**Exercise instructions:** Please take the records that follow and repeat exactly the lines starting with the line with "reads [[176, 435]]." and going on through the line with "reads [[426, 369]].".

Point-per-instance localization data:
__________________________________________________

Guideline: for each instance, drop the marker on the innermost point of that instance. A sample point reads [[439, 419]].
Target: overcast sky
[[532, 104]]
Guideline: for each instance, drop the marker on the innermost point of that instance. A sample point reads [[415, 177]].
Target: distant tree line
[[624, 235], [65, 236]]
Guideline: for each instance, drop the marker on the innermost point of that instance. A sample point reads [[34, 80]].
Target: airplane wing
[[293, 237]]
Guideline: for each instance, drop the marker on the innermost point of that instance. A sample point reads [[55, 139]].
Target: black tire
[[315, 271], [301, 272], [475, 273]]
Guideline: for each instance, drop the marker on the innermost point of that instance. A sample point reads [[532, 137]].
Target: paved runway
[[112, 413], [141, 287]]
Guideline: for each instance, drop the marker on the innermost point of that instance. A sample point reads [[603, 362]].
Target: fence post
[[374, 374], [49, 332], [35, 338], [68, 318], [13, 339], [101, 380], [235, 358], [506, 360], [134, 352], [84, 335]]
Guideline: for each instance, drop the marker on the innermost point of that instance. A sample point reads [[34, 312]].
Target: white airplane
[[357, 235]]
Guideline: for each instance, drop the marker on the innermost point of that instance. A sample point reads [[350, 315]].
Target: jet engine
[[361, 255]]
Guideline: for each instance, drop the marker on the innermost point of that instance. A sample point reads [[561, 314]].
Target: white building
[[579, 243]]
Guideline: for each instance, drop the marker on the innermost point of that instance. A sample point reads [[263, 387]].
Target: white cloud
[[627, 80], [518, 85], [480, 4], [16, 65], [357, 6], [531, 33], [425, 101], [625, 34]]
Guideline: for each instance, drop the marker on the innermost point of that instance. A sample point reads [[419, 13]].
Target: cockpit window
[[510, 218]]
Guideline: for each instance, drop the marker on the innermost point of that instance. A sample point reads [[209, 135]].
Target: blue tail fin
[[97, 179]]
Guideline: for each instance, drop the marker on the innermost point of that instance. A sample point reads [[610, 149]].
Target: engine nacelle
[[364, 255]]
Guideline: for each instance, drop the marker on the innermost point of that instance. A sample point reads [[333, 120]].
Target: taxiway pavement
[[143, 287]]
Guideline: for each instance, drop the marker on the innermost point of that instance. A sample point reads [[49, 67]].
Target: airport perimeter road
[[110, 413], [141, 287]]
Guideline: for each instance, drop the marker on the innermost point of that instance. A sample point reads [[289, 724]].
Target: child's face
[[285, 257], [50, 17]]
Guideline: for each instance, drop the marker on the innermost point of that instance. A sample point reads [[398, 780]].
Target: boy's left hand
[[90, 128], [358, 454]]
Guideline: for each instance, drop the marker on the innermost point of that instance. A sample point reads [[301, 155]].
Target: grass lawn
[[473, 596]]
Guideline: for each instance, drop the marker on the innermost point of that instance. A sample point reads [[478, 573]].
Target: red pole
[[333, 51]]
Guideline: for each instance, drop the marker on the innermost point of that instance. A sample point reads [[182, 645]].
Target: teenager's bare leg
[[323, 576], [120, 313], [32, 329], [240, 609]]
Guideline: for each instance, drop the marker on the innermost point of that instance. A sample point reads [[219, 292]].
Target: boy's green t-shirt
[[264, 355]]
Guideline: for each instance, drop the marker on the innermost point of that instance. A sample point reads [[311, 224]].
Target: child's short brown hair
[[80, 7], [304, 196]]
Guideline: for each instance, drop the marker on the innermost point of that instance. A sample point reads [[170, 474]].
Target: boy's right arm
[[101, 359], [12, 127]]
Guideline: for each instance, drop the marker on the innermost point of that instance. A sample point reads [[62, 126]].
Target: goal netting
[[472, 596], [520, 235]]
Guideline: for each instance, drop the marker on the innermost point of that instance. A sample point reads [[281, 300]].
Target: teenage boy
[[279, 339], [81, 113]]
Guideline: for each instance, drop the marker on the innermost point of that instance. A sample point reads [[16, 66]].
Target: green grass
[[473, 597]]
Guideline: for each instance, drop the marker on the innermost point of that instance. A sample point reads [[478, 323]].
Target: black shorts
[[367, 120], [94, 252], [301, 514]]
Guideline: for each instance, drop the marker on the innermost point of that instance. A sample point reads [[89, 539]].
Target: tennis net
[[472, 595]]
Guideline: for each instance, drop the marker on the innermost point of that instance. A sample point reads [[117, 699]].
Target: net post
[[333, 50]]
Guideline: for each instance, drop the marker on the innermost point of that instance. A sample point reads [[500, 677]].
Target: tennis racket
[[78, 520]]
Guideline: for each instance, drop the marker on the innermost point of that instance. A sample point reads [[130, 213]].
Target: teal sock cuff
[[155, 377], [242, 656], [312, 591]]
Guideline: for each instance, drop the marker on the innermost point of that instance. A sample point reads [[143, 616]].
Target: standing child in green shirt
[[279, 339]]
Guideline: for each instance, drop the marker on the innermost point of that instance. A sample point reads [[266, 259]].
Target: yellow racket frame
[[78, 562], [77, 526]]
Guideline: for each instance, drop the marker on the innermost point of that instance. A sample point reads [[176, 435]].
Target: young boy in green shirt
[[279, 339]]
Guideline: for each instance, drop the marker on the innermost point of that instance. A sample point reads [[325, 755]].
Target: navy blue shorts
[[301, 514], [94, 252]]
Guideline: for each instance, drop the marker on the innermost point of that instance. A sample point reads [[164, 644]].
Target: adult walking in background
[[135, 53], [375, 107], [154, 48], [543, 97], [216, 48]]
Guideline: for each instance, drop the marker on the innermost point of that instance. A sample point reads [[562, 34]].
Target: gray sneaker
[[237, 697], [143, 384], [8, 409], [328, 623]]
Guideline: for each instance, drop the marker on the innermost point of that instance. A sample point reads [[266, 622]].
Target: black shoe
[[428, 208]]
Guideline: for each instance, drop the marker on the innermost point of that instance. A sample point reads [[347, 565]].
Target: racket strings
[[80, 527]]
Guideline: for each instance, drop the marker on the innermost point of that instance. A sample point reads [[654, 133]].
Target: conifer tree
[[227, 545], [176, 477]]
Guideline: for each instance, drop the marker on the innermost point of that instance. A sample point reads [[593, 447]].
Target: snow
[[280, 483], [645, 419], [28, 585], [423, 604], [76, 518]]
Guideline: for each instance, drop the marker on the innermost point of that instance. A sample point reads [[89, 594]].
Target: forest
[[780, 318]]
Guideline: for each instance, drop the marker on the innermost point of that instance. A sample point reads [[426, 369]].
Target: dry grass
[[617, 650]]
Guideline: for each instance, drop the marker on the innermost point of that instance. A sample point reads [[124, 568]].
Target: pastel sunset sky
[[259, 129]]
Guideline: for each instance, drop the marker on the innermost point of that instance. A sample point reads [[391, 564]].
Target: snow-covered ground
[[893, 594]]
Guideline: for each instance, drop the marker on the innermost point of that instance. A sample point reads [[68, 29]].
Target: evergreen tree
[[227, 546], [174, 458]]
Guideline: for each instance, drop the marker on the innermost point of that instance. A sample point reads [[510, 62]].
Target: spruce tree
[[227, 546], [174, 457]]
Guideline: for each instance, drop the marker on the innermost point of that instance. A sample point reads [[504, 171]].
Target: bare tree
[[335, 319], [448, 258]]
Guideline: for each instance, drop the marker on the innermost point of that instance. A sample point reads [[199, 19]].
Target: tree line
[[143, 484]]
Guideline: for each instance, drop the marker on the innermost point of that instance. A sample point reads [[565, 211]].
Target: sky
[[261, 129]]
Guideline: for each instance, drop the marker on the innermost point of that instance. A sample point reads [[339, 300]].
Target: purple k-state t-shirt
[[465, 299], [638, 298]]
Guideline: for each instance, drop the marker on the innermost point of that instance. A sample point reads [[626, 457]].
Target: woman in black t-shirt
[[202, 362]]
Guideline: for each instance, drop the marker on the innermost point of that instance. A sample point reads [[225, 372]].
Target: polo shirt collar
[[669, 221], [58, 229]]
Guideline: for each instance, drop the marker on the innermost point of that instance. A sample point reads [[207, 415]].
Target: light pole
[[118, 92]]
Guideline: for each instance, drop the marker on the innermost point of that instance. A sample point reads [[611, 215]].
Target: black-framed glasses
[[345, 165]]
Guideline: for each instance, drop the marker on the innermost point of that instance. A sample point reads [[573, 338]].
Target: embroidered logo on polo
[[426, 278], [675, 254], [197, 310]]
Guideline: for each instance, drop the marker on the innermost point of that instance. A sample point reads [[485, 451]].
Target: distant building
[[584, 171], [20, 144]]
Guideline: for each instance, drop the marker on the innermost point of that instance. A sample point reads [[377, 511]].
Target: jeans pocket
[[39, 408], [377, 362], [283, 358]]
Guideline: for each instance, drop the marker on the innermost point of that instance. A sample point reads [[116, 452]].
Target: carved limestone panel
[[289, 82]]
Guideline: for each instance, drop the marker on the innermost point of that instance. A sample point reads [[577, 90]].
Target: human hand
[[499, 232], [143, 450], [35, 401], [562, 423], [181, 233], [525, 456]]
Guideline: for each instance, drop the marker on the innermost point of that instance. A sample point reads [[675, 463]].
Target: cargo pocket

__________________________________________________

**Completed exercise:**
Guideline: for each instance, drop the marker on the innermost point of that instance. A sample point reads [[176, 435]].
Target: young boy in green shirt
[[279, 339]]
Guideline: for each instance, drop the marker on the innermost point of that instance. A sample point reads [[325, 755]].
Target: navy blue shorts
[[301, 514], [94, 252]]
Guideline: for each instance, drop the marker on the innermost point of that instance. A sample point reads [[164, 644]].
Target: adult walking in background
[[135, 53], [375, 107], [154, 48], [543, 97], [216, 48]]
Guideline: for each instance, drop the marker on the innermost point of that instance. A sample point reads [[562, 34]].
Target: gray sneaker
[[237, 697], [143, 384], [8, 409], [328, 623]]
Guideline: for each instance, drop the marker on the innermost point of that instance. A sample point reads [[266, 622]].
Target: black shoe
[[428, 208]]
Guideline: for each instance, drop the marker on the innermost point of that instance. A sample point reads [[347, 565]].
Target: racket strings
[[80, 527]]
Guideline: for each instance, drop the marker on the innermost point of that instance. A sample point reads [[654, 133]].
Target: conifer tree
[[227, 545], [176, 477]]
Guideline: for each instance, drop the marker on the innermost point of that instance. A sample point reads [[593, 447]].
Target: snow
[[280, 483], [645, 419], [28, 585], [423, 604], [76, 518]]
Guideline: for each instance, drop the marker on the innermost point of that instance. A sample point reads [[89, 594]].
Target: forest
[[780, 318]]
Guideline: for each instance, drop the marker on the innermost point of that instance. A sample point reads [[426, 369]].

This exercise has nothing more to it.